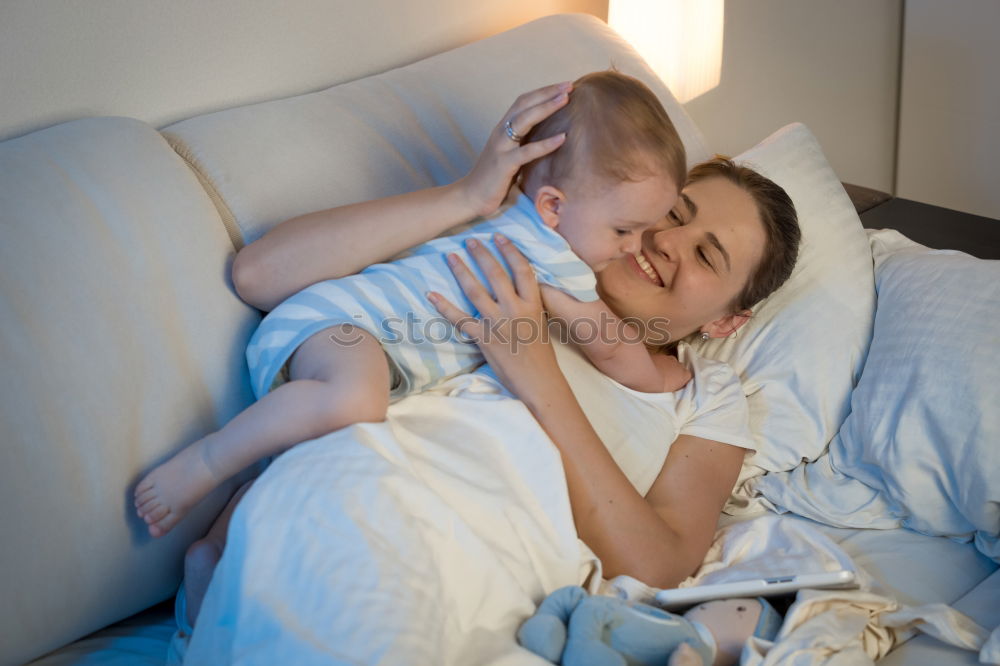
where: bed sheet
[32,500,1000,666]
[181,375,599,664]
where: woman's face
[597,177,765,340]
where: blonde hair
[519,70,687,196]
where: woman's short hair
[520,70,687,196]
[687,155,802,312]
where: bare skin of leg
[135,325,389,537]
[184,474,253,627]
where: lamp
[608,0,725,104]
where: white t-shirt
[475,341,755,496]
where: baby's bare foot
[135,440,223,537]
[668,643,708,666]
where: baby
[135,71,690,537]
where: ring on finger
[503,120,524,143]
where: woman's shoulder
[676,342,741,393]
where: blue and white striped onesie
[247,194,597,399]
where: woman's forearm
[518,373,708,587]
[233,183,480,311]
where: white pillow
[830,232,1000,561]
[756,230,1000,561]
[694,123,875,476]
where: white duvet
[176,376,599,664]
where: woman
[185,80,798,615]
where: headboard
[0,0,607,140]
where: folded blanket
[175,376,600,664]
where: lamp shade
[608,0,725,104]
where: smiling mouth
[632,252,663,287]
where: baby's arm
[541,285,691,393]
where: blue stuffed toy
[517,586,782,666]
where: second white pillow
[694,123,875,475]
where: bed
[0,10,1000,665]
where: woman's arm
[431,238,744,587]
[540,285,665,393]
[233,83,571,310]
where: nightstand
[861,197,1000,259]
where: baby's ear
[535,185,566,229]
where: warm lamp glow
[608,0,725,104]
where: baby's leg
[135,326,389,537]
[184,474,253,627]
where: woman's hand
[455,82,573,216]
[427,234,562,402]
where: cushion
[757,231,1000,561]
[694,124,875,475]
[0,118,258,664]
[164,14,708,243]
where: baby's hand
[539,284,580,317]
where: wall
[0,0,607,139]
[685,0,904,191]
[897,0,1000,219]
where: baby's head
[519,71,687,272]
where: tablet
[654,569,858,610]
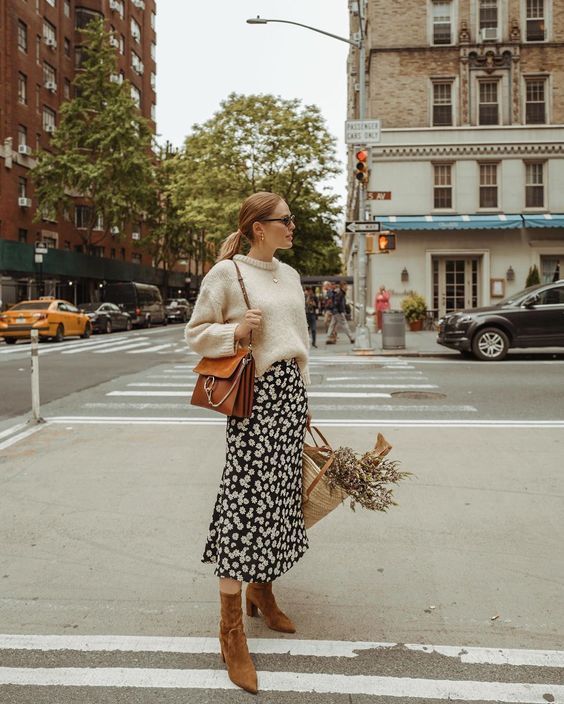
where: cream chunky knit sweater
[185,254,310,384]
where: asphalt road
[0,326,564,704]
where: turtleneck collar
[233,254,280,271]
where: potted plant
[401,291,427,332]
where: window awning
[374,213,524,230]
[523,213,564,228]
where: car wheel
[53,323,65,342]
[472,328,509,362]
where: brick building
[346,0,564,315]
[0,0,185,307]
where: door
[433,257,479,317]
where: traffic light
[354,149,368,184]
[378,231,396,252]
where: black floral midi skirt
[202,359,309,582]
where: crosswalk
[0,634,564,704]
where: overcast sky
[157,0,349,204]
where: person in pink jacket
[374,286,390,330]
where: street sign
[345,120,380,147]
[366,191,392,200]
[345,220,380,232]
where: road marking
[0,667,564,704]
[0,634,564,668]
[0,423,45,450]
[129,342,174,354]
[45,418,564,430]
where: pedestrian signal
[378,232,396,252]
[354,149,368,184]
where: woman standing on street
[186,192,309,693]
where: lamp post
[247,14,372,351]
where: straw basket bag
[302,426,348,528]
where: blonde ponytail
[217,230,243,262]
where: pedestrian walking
[325,281,354,345]
[374,285,390,330]
[186,192,310,693]
[304,286,319,347]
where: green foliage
[33,20,153,245]
[525,264,540,288]
[401,291,427,323]
[172,93,341,274]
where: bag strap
[231,259,253,347]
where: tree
[525,264,540,288]
[173,93,341,274]
[33,20,153,247]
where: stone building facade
[345,0,564,316]
[0,0,184,307]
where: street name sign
[345,220,380,233]
[345,120,380,147]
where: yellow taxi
[0,296,92,345]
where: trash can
[382,310,405,350]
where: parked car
[103,281,168,328]
[437,279,564,361]
[165,298,192,323]
[0,296,92,345]
[79,303,133,333]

• [Task details] Present as a numbered list the lines of the material starting at the line containing "where: street sign" and ending at the final line of the material, omitting any blank lines.

• [Solution for this problem]
1. where: street sign
2. [345,120,380,147]
3. [366,191,392,200]
4. [345,220,380,232]
5. where: road marking
6. [0,667,564,704]
7. [0,634,564,668]
8. [0,423,45,450]
9. [129,342,174,354]
10. [45,418,564,430]
11. where: pedestrian signal
12. [378,232,396,252]
13. [354,149,368,184]
14. where: woman standing on street
15. [186,192,309,693]
16. where: lamp post
17. [247,14,372,351]
18. where: straw basket bag
19. [302,426,348,528]
20. where: blonde ponytail
21. [217,230,243,262]
22. where: pedestrian walking
23. [325,281,354,345]
24. [374,285,390,330]
25. [186,192,310,693]
26. [304,286,319,347]
27. where: green foliage
28. [33,20,153,245]
29. [525,264,540,288]
30. [401,291,427,323]
31. [172,93,341,274]
32. where: bag strap
33. [231,259,253,347]
34. where: tree
35. [525,264,540,288]
36. [173,93,341,274]
37. [33,20,153,247]
38. where: stone building facade
39. [345,0,564,316]
40. [0,0,184,307]
41. where: street name sign
42. [345,220,380,233]
43. [345,120,380,147]
44. where: yellow taxi
45. [0,296,92,345]
46. where: trash can
47. [382,310,405,350]
48. where: parked car
49. [103,281,168,328]
50. [437,279,564,361]
51. [165,298,192,323]
52. [0,296,92,345]
53. [79,303,133,333]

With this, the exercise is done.